→ What needs to be done: Pick out each line of the data below that contains the string "positive", and copy those lines. Matching is case-sensitive.

→ Data to use:
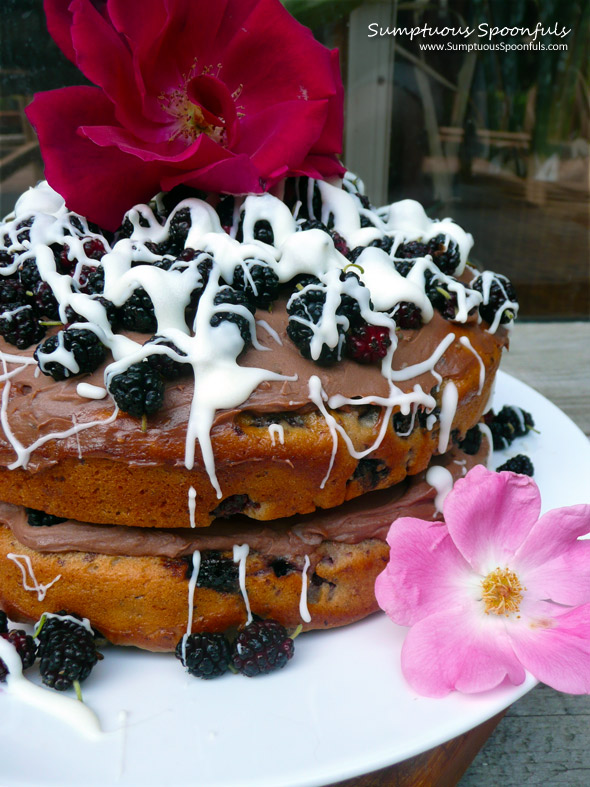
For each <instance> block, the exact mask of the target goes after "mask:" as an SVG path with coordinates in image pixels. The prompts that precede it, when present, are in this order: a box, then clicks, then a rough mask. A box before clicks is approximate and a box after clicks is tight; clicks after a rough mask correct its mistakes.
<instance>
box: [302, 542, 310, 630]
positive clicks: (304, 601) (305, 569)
mask: <svg viewBox="0 0 590 787" xmlns="http://www.w3.org/2000/svg"><path fill="white" fill-rule="evenodd" d="M309 565H310V561H309V555H306V556H305V560H304V561H303V569H302V571H301V596H300V598H299V615H300V616H301V620H303V621H304V622H305V623H309V622H310V621H311V615H310V614H309V609H308V607H307V570H308V568H309Z"/></svg>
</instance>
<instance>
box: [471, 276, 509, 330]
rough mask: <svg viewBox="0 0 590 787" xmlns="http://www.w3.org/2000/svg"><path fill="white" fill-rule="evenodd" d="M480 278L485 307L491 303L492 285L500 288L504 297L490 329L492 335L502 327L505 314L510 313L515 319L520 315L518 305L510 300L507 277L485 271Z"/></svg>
mask: <svg viewBox="0 0 590 787" xmlns="http://www.w3.org/2000/svg"><path fill="white" fill-rule="evenodd" d="M480 276H481V283H482V303H483V304H484V306H487V304H488V303H489V302H490V295H491V289H492V284H496V285H497V286H498V287H499V288H500V291H501V293H502V295H503V297H504V302H503V303H502V304H501V305H500V306H499V308H498V309H497V310H496V312H495V314H494V319H493V322H492V323H491V325H490V327H489V328H488V331H489V332H490V333H496V331H497V330H498V327H499V326H500V321H501V319H502V316H503V315H504V312H506V311H510V312H511V313H512V315H513V317H514V316H516V314H518V303H517V302H516V301H512V300H510V297H509V295H508V292H507V290H506V286H505V285H506V282H507V281H508V280H507V279H506V277H505V276H502V275H500V274H497V273H494V272H493V271H484V272H483V273H481V274H480Z"/></svg>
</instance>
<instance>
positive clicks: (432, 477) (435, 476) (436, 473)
mask: <svg viewBox="0 0 590 787" xmlns="http://www.w3.org/2000/svg"><path fill="white" fill-rule="evenodd" d="M426 483H428V484H430V486H431V487H432V488H433V489H435V490H436V496H435V498H434V507H435V509H436V513H442V509H443V503H444V500H445V497H446V496H447V495H448V494H449V492H450V491H451V489H452V488H453V476H452V475H451V473H450V472H449V471H448V470H447V468H446V467H441V465H432V467H429V468H428V470H427V471H426Z"/></svg>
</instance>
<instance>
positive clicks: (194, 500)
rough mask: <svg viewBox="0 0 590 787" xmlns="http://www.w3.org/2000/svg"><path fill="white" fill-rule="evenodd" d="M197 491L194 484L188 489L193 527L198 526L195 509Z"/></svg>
mask: <svg viewBox="0 0 590 787" xmlns="http://www.w3.org/2000/svg"><path fill="white" fill-rule="evenodd" d="M196 500H197V491H196V489H195V488H194V486H191V487H189V490H188V515H189V519H190V523H191V527H196V523H195V509H196Z"/></svg>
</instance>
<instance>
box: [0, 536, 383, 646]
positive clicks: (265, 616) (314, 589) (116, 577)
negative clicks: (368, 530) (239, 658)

→ Problem solution:
positive clicks: (304, 601) (305, 569)
positive clicks: (432, 477) (435, 476) (436, 473)
positive clicks: (194, 500)
positive clicks: (265, 616) (314, 589) (116, 577)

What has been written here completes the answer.